Document text:
— begin —

Overhaul church accounting

The archbishop grinned. His public relations aide was describing the whiz-bang accounting software that purportedly tracked 99 and 44/100 cents of every dollar collected by his parishes.

“Yes, of course, we make every effort to account for the money,” the archbishop told our correspondent. He chuckled the knowing laugh of someone about to let you in on a secret. “But it’s impossible to control everything -- we know a lot of the pastors still have their little kitties,” he said. (“That’s off-the-record,” interjected the aide.)

In fact, the archbishop was disclosing the worst kept secret in church financial circles. Even in the best-managed dioceses, parishes are far from the green-eyeshade scrutiny of the chancery’s number crunchers, assuming such oversight even exists. And the controls that do exist under canon law -- each parish is to have its own finance council and each diocese a similar body -- are hardly guarantees of good stewardship at either the local or diocesan level.

Here are some of the other “secrets,” known to those who track such events or participate in church governance:

  • Bishops take gifts, sometimes very expensive gifts, from those who seek business from the church.
  • Family members and friends of church officials can unduly benefit from their connections.
  • The vast majority of U.S. Catholics have no idea how their $6 billion in annual donations are spent (or misspent) because diocesan and parish financial reporting, if it exists at all, is generally designed to obscure, to confuse, and not to enlighten.

— end —

Stored data:
— begin —

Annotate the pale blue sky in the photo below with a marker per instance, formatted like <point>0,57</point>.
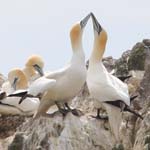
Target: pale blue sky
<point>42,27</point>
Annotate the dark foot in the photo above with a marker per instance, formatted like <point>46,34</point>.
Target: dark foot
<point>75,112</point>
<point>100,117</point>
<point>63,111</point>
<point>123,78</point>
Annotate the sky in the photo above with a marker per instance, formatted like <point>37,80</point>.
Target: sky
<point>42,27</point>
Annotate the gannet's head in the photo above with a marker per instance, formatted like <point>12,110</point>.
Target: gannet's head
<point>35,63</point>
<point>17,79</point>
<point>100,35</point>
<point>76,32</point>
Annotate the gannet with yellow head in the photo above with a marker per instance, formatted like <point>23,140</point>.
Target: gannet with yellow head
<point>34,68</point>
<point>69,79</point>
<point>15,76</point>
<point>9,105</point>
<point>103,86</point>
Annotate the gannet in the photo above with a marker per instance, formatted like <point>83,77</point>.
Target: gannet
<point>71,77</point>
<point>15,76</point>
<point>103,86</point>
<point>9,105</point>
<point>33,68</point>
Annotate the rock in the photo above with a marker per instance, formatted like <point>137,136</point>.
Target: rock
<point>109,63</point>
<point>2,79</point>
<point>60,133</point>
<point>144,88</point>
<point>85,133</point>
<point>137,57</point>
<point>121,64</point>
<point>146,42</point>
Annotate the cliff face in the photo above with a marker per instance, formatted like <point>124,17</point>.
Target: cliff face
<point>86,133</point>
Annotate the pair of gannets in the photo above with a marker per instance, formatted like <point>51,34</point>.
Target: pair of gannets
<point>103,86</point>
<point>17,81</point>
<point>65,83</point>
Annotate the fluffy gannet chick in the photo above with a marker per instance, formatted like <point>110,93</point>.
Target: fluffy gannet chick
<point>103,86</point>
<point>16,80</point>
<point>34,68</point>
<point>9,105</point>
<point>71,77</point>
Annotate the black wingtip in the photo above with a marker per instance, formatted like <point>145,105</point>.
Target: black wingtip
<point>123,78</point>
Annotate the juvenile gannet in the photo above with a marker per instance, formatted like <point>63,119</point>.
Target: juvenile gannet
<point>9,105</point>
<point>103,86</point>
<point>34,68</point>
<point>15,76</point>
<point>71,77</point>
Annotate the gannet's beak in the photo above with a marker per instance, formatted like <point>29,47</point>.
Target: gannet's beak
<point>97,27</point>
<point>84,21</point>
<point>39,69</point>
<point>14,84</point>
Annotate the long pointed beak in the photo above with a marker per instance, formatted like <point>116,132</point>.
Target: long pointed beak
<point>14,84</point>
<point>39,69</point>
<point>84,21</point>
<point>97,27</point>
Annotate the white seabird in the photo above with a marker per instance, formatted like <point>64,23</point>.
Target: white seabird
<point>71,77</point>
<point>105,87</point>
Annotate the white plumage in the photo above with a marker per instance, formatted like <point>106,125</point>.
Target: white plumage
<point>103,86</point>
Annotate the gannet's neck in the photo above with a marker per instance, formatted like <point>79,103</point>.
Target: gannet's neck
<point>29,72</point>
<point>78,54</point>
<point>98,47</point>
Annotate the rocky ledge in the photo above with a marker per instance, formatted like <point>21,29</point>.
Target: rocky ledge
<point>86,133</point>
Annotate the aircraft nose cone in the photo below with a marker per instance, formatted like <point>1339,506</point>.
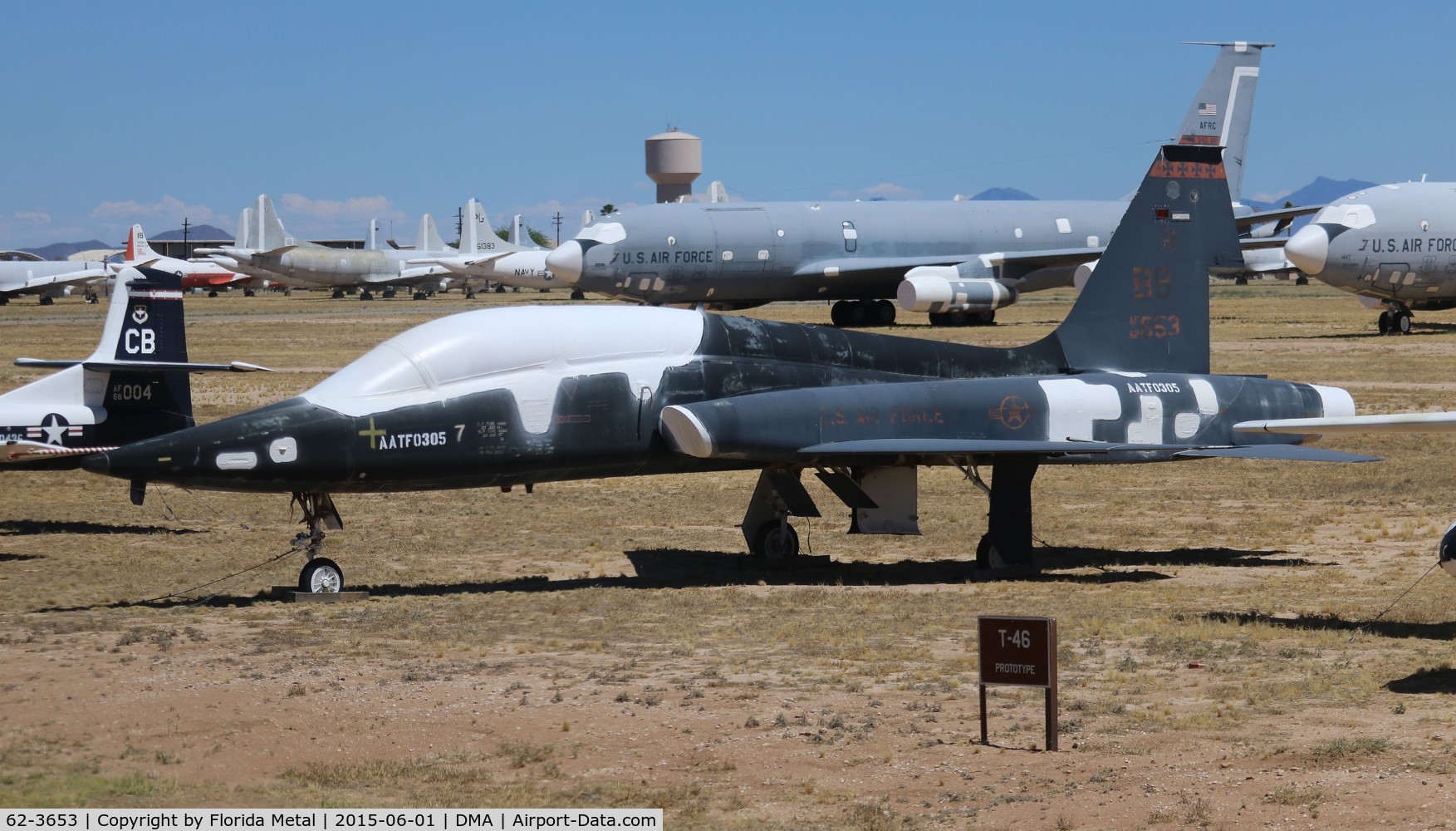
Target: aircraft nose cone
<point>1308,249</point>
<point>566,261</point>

— end —

Task requirements:
a – List each of the other "secrets" that the church accounting text gives in its bulleted list.
b – Reproduce word for word the part of the church accounting text that opens with the words containing "In fact, the" and closes with "from their connections.".

Answers provided:
a –
- Bishops take gifts, sometimes very expensive gifts, from those who seek business from the church.
- Family members and friends of church officials can unduly benefit from their connections.
- The vast majority of U.S. Catholics have no idea how their $6 billion in annual donations are spent (or misspent) because diocesan and parish financial reporting, if it exists at all, is generally designed to obscure, to confuse, and not to enlighten.

b –
In fact, the archbishop was disclosing the worst kept secret in church financial circles. Even in the best-managed dioceses, parishes are far from the green-eyeshade scrutiny of the chancery’s number crunchers, assuming such oversight even exists. And the controls that do exist under canon law -- each parish is to have its own finance council and each diocese a similar body -- are hardly guarantees of good stewardship at either the local or diocesan level.

Here are some of the other “secrets,” known to those who track such events or participate in church governance:

  • Bishops take gifts, sometimes very expensive gifts, from those who seek business from the church.
  • Family members and friends of church officials can unduly benefit from their connections.